- _Page text_:
As we approach middle age, my sister and I have spoken frequently about how different our circumstances are compared to our social circles. We know we will not receive any inheritance as our parents have no assets, whereas most of our friends expect to receive significant or even life-changing amounts. Because of this, we live more modest lives compared to our close friends despite our household incomes being very similar, as we are prioritizing saving for retirement and paying off our mortgages before old age. I am single and childless but my sister has been married for over 10 years and has three small children. Recently, my brother-in-law casually mentioned to me how much he stands to inherit from his parents. It is an astronomical sum of money and I had no idea his parents were so wealthy. He clearly thought I was already aware of his circumstances and their plans for this money. My sister has never even hinted at this.

Rationally, I know his inheritance is none of my business and my sister was not obligated to tell me anything but I feel so betrayed. She has always spoken as if we are facing the same financial future but in reality, her family will practically be millionaires. It’s made worse by the fact that over the years I have loaned them a lot of money. Sometimes for urgent issues like medical bills and other times for fun things like a trip to Disney for the kids. They have never mentioned trying to pay any of the money back. This never bothered me and I felt proud that I was able to help my family in this way. Now I just feel resentful. Am I wrong to feel this way?

- _Activities_:
a - In the letter about the inheritance, how long has the writer's sister been married?
b - Continue the letter about the inheritance from where it stops.

- _Data for review_:
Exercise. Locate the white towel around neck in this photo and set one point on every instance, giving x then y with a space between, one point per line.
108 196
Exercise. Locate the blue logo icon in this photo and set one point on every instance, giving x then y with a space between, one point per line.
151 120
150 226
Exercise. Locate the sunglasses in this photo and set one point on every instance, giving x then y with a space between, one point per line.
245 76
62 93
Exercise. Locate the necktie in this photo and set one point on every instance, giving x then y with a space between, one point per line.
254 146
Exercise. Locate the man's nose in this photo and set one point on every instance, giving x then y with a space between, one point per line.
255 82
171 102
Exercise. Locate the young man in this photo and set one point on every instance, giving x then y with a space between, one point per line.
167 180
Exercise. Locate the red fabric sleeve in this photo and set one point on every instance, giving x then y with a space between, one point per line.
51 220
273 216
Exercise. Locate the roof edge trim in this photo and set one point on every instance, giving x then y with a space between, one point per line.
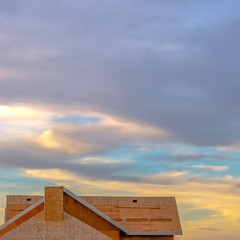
22 213
92 208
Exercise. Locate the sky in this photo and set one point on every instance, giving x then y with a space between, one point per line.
125 97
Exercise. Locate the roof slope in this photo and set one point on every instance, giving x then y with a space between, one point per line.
150 215
131 215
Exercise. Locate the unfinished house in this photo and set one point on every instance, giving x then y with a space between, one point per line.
60 214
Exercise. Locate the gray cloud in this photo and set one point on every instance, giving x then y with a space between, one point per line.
159 63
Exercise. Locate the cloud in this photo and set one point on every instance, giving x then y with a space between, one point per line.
212 168
129 60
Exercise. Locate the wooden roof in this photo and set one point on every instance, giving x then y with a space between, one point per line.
140 214
136 215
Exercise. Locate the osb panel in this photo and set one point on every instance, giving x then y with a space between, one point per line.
147 238
53 205
142 214
85 215
18 203
38 229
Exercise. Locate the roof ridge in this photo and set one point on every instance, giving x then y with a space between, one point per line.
98 212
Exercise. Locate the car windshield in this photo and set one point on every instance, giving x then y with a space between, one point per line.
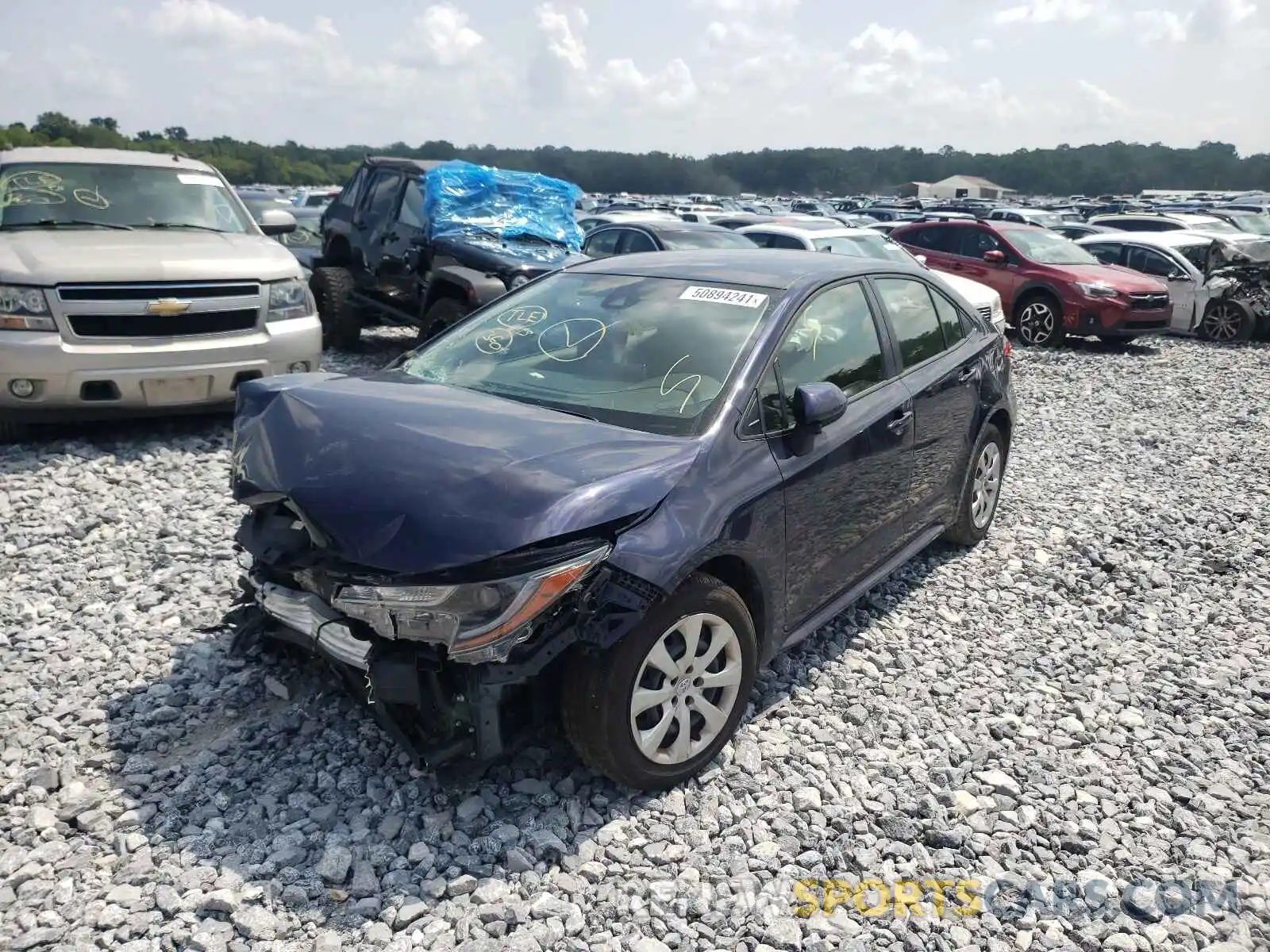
689 240
1254 224
1048 247
87 194
652 355
863 247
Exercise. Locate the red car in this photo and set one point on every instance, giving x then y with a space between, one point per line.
1049 286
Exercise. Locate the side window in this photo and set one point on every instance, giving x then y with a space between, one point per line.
603 244
976 243
950 319
1108 253
1143 259
637 241
410 213
352 192
833 340
383 194
914 317
766 413
787 241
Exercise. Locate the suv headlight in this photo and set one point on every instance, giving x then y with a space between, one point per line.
1098 290
25 309
476 622
290 298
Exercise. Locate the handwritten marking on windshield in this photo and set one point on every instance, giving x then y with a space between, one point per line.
581 333
668 390
92 198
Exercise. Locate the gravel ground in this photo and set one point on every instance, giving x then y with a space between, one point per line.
1083 700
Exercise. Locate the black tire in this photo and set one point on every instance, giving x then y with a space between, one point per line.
12 432
442 314
597 689
1226 323
341 321
1039 321
965 531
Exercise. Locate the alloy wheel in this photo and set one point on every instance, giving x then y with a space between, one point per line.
1037 323
1222 323
686 689
986 486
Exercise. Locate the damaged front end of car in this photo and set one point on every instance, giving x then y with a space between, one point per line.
1241 273
454 666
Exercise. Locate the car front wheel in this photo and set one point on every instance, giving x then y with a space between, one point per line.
658 706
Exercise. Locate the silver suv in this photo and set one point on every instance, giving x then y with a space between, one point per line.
137 283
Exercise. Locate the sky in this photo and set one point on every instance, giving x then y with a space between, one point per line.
685 76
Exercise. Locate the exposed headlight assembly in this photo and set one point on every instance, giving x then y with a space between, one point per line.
290 298
1098 290
475 622
25 309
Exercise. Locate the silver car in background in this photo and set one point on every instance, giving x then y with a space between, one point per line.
137 283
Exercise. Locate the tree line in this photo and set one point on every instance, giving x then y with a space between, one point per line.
1115 168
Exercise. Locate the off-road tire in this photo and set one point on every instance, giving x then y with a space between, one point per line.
1244 333
964 532
596 689
444 313
1057 332
341 321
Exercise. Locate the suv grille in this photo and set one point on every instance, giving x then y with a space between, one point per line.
124 310
149 325
1149 302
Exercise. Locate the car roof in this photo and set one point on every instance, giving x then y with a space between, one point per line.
103 156
778 268
837 230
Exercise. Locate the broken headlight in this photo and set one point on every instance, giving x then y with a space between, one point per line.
476 621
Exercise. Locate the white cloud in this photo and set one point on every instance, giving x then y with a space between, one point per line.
438 37
887 44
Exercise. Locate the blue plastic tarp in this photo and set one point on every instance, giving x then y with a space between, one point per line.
476 202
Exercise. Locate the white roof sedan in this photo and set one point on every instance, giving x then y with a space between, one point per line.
868 243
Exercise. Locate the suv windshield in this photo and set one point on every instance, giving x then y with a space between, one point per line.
116 196
647 353
1048 247
863 247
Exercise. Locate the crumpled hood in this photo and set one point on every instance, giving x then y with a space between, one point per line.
412 478
48 257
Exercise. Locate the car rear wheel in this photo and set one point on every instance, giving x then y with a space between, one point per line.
1039 321
978 505
660 704
341 321
1226 323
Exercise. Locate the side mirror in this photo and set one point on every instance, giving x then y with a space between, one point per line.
818 404
276 221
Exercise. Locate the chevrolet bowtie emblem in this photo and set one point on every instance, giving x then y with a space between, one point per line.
168 308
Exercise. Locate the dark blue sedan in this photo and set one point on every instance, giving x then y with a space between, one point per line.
625 486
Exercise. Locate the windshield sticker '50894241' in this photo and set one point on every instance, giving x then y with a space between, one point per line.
724 296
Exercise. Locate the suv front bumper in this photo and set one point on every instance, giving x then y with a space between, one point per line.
107 378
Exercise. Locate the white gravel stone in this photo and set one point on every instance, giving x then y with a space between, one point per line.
1083 697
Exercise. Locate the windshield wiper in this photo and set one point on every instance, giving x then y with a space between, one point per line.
179 225
67 222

- _Answers for the exercise_:
a - Over 10 years.

b -
—In the Dark

Dear In the Dark,

Ouch. I understand why this revelation stings. You and your sister have long shared an “us against the world” mentality when it comes to your finances. Learning she’s actually on a very different path is jarring, to say the least. But it doesn’t have to be the end of your relationship.

First, give yourself permission to feel everything that’s surfacing: Betrayal, resentment, confusion—they’re all valid emotions and understandable. Once the initial wave of emotion crests, however, try to muster up some empathy and grace. Perhaps your sister wasn’t deliberately deceiving you. Maybe she felt awkward or conflicted about her in-laws’ wealth. Maybe it felt like her husband’s future money, not “theirs” or “hers.” Or the inheritance always felt distant and theoretical, not relevant to her day-to-day life. Her secrecy likely comes from her own confusion rather than a malicious intent to deceive. It’s also possible that she doesn’t have a clear idea of what’s coming, despite what your brother-in-law said. When you feel ready, consider having a heart-to-heart with her about this. Use “I” statements to share how you felt blindsided and hurt to find out you and she actually aren’t in the same space money-wise. Then, listen. Give her a chance to share her perspective. You may find her motivations and feelings are more complex than they appear.

As for the loans, well, they aren’t really loans, are they? They sound like gifts, since you never had anything in writing or formalized when and how your sister would pay you back. In any case, they’re separate from the inheritance issue. You wanted to help your sister and her children. So, focus on the pride you felt in helping your family, both for necessities and experiences. Those gifts came from love, not obligation. If you’d like to reset expectations going forward, you can clarify that future assistance will be limited. But let your past generosity stand untainted.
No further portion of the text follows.